Set problem 1
Rewrite the paragraph of the article that begins "The reply from my dad" more briefly, keeping its main facts.
Set problem 2
In the article, how old was Thomas when Babuji picked him and Emilie's mother up?
Set problem 3
List every person the article mentions by name.

HomeVolume 9-Issue 7Volume 9-Issue 7 Becoming Nature

EMILIE MOGENSEN rekindles a correspondence with her father, THOMAS MOGENSEN, which she started in her youth. Years later, she now asks him about what truly matters to him after a lifetime of meditation, spirituality, and living in the world.

History is repeating itself and I’m remembering sitting as a young girl in Manapakkam Ashram, where I spent long periods of my youth. I would stay in the simple dormitory and truly enjoy the simplicity of bare feet and daily meditations. A rather big contrast to my young life back in Denmark. This was before the internet, and I would send my father handwritten letters sharing my experiences with him, getting the replies a few weeks later by snail-mail. Those were the days!

One letter I remember in particular had me explaining to my dad how fortunate I felt to spend so much time with my spiritual guide at the time, Chariji. I wrote how I didn’t feel I deserved this time of magic, where I received so much attention and presence, opening up a window to my inner dimensions to an extent I long for today.

The reply from my dad was very different from what I expected. He simply wrote that I didn’t deserve it, and that is what makes a spiritual guide special. He gives it anyway! He gives something that no human can ever deserve. With advice not framed as advice; that is how my dad always brought us up, my brother and me. He wanted us to discover from within and not because of outer dogma.

I live according to this profound wisdom every day-no human can ever deserve what is so much bigger than any action or any thought or any feeling. It evokes humility.

After the release in April of my dad’s book, In the Light Awakening, I got the inspiration to renew the letter exchange, this time over email from one part of Denmark to another.

Emilie: Hi dad, congratulations on your new book being released! We are all very happy for this achievement, and I am eager to ask a few questions. If you could put only one word on what your spiritual guide Babuji was for you, what would that word be?

Thomas: Becoming.

Emilie: Evolutionarily speaking, we are in the midst of so many planetary and human crises, and working with educational projects for young people, I know how extremely challenging it can be to be young nowadays. How can “Becoming” be translated into something that your three grandkids, aged 16, 18, and 23, and all other youngsters can benefit from today?

Thomas: Benefit and becoming walk hand in hand. Babuji always said, “On and on.” Young and old. It is our trademark. Then we will become One.

Emilie: Not everyone has had or will have the opportunity to spend time with spiritual guides, in person, as we have had in our family. What would be your best experience in life, where you felt this becoming in another way than sitting at the feet of Babuji in Shahjahanpur? And why?

Thomas: It happened to us. It can happen to anyone. I was 22 when Babuji picked me and your dear mother up. Then you, your brother, your sister, and my grandchildren blessed my life. What can be greater!  I became a grandfather.

Benefit and becoming walk
hand in hand. Babuji always said,
“On and on.” Young and old. It is our
trademark. Then we will become One.

Emilie: Can becoming be cultivated intentionally? How?

Supplied material
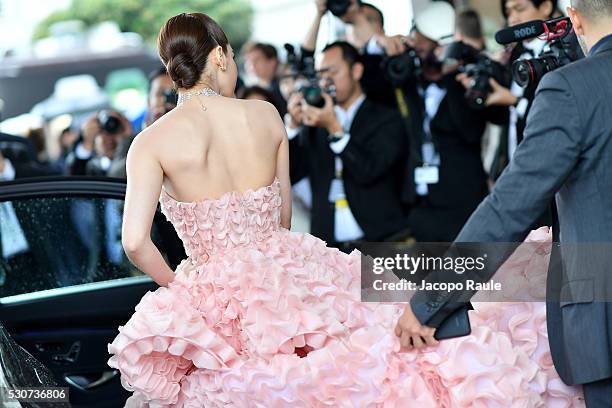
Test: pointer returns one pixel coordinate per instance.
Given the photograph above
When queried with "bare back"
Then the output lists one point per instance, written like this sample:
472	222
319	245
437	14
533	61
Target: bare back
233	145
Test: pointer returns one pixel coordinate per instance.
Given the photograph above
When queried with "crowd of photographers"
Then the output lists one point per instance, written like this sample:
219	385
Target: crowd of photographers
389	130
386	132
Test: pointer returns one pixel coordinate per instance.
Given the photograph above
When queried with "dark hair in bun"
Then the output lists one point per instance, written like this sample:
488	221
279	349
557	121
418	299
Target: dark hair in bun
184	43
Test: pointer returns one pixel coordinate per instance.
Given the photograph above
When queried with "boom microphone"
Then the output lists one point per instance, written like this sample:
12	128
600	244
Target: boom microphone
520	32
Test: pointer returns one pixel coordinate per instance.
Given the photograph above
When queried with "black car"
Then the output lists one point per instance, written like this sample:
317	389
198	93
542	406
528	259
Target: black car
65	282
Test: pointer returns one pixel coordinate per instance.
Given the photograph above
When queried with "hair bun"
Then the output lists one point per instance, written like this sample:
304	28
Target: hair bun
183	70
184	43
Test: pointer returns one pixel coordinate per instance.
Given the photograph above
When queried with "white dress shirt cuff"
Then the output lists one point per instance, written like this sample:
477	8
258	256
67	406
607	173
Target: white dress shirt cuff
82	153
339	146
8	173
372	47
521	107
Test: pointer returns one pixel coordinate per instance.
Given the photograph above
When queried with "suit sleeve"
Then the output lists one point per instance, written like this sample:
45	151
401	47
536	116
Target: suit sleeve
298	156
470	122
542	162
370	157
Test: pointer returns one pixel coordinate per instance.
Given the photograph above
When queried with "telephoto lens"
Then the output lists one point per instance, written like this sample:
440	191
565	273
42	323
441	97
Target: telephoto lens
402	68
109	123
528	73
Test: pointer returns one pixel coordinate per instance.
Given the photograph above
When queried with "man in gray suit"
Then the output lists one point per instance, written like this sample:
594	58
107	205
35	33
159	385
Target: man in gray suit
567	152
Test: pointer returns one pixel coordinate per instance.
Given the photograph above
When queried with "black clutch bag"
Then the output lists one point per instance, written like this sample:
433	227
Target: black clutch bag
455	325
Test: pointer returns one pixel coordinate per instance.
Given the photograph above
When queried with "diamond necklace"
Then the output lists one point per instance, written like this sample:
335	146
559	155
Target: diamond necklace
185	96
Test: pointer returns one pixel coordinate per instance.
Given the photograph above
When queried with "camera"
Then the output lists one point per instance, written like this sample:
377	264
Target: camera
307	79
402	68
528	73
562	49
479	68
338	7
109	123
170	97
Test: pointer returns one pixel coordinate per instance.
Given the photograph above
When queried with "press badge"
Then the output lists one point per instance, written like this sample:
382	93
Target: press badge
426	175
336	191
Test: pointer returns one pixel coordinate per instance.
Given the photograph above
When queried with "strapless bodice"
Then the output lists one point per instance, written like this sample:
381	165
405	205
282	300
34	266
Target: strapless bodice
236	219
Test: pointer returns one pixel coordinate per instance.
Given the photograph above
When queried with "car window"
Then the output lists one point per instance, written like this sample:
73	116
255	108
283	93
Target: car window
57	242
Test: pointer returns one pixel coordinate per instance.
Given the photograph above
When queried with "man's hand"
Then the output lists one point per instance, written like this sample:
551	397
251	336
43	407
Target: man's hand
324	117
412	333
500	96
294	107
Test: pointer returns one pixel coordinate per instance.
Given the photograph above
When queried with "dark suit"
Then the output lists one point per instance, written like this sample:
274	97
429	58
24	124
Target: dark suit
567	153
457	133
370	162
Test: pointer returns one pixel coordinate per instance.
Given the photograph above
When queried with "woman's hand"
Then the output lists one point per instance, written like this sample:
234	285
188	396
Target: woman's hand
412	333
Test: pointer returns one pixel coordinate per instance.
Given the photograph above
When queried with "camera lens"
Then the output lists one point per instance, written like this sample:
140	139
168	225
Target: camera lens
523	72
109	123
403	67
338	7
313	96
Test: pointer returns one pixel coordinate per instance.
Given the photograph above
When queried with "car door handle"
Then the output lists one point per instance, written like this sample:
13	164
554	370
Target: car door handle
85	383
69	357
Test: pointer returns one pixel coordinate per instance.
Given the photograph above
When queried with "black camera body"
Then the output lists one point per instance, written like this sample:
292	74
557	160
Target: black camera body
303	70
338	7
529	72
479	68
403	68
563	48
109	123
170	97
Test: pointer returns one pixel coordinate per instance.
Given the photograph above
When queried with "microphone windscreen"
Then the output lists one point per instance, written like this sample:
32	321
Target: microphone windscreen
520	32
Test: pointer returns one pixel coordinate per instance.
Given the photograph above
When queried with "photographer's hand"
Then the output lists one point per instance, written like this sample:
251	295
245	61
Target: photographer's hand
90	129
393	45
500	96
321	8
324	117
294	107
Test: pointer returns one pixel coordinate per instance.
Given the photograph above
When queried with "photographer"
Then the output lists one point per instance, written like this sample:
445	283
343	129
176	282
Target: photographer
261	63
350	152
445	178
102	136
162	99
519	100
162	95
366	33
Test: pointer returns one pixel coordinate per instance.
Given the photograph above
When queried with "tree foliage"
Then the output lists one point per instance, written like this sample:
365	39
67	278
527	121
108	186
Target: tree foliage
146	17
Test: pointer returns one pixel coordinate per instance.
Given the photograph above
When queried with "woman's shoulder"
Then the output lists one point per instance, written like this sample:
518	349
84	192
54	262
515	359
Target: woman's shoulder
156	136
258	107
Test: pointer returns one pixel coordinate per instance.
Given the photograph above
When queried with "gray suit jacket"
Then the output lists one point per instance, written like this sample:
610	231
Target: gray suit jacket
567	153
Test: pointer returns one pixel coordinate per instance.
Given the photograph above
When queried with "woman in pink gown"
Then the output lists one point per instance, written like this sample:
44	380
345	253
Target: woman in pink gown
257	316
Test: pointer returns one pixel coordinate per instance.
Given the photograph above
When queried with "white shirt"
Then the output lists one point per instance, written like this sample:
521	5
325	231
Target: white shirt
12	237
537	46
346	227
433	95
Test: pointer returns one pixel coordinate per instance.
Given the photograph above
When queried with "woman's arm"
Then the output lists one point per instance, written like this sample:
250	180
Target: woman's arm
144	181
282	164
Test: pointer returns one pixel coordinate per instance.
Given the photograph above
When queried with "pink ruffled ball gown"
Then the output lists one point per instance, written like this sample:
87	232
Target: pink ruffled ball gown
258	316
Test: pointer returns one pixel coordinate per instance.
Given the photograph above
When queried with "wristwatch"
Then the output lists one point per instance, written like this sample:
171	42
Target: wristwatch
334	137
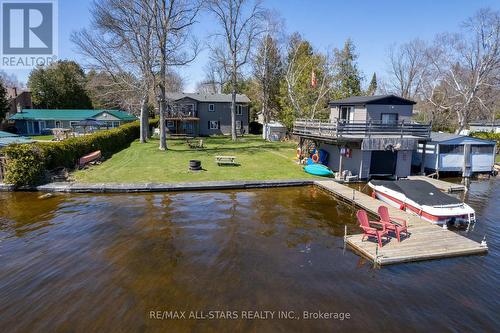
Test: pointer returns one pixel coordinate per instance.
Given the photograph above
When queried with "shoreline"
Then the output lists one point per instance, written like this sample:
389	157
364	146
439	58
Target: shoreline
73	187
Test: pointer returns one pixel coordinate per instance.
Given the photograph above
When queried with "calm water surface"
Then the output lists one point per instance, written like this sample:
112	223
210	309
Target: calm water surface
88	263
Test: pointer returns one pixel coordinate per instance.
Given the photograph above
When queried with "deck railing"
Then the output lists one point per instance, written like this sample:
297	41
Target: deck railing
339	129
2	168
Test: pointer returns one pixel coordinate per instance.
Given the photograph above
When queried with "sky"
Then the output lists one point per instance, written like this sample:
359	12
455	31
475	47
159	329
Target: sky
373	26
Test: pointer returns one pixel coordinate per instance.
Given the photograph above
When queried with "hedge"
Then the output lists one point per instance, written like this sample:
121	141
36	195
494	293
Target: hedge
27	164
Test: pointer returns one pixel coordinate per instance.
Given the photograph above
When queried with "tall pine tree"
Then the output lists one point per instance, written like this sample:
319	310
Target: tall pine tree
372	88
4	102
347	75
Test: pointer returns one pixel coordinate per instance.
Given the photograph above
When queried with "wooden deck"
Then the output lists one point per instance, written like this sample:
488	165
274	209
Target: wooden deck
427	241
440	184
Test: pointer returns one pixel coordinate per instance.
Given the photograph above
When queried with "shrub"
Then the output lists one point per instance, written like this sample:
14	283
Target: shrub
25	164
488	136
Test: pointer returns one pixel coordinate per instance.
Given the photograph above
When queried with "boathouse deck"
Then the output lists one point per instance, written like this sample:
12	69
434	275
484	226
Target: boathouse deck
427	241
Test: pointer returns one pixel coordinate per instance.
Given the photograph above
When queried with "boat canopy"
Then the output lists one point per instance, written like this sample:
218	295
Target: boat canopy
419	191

Correct response 1
Her father replied that she didn't deserve it, and that this is what makes a spiritual guide special: he gives what no human can ever deserve. This was advice not framed as advice, which is how he raised her and her brother, so that they would discover things from within rather than through outer dogma.

Correct response 2
He was 22.

Correct response 3
- Emilie Mogensen
- Thomas Mogensen
- Chariji
- Babuji